▶ **Document section**:
Weekly Roundup: August 11, 2023

It’s been a rough week. I’ve been glued to the news about the Maui fires and feeling so sad for everyone there. Maui is such a special place and I’ve been lucky enough to be a frequent visitor for years. The locals there rely so much on tourism for their livelihood and I worry about that. I know they will rebuild, but they need help. Read here for ways you can help. Now, on to the roundup…

Quote of the week:
“It is not possible to develop the capacity to see beauty without developing also the capacity to see ugliness, for they are the same capacity. The capacity for joy is also the capacity for pain. We soon find that any increase in our sensitiveness to what is lovely in the world increases also our capacity for being hurt. That is the dilemma in which life has placed us. We must choose between a life that is thin and narrow, uncreative and mechanical, with the assurance that even if it is not very exciting it will not be intolerably painful; and a life in which the increase in its fullness and creativeness brings a vast increase in delight, but also in pain and hurt.” –Philosopher John Macmurray

What I’m reading:
Shark Heart by Emily Habeck. It is so unique and beautiful. A real delight.

What I’m listening to:
The Forgotten Girls: A Memoir of Friendship and Lost Promise in Rural America by Monica Potts. Very interesting and heartbreaking in many ways.

▶ **Prompt 1**:
Name every person the weekly roundup identifies as the author or source of a quote, book, or audiobook.
▶ **Prompt 2**:
From the weekly roundup, return everything from "Quote of the" down to "A real delight.".
▶ **Prompt 3**:
According to the weekly roundup, why does the writer worry about the people of Maui after the fires?

(Natural-language object grounding data)
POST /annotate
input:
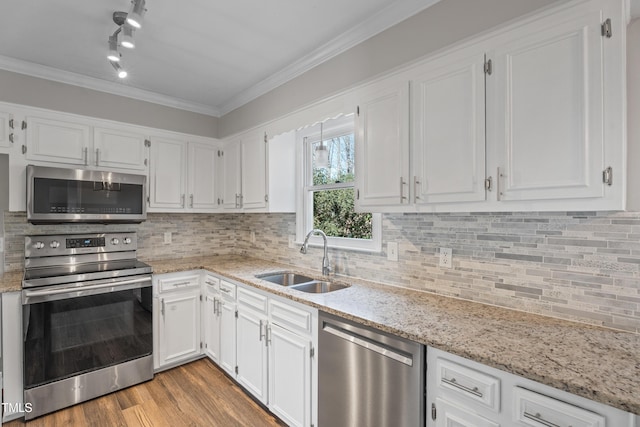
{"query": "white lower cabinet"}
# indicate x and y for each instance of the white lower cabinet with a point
(176, 318)
(464, 393)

▶ **Written reply 1**:
John Macmurray, Emily Habeck, Monica Potts

▶ **Written reply 2**:
Quote of the week:
“It is not possible to develop the capacity to see beauty without developing also the capacity to see ugliness, for they are the same capacity. The capacity for joy is also the capacity for pain. We soon find that any increase in our sensitiveness to what is lovely in the world increases also our capacity for being hurt. That is the dilemma in which life has placed us. We must choose between a life that is thin and narrow, uncreative and mechanical, with the assurance that even if it is not very exciting it will not be intolerably painful; and a life in which the increase in its fullness and creativeness brings a vast increase in delight, but also in pain and hurt.” –Philosopher John Macmurray

What I’m reading:
Shark Heart by Emily Habeck. It is so unique and beautiful. A real delight.

▶ **Written reply 3**:
The locals rely heavily on tourism for their livelihood. The writer expects them to rebuild but says they need help.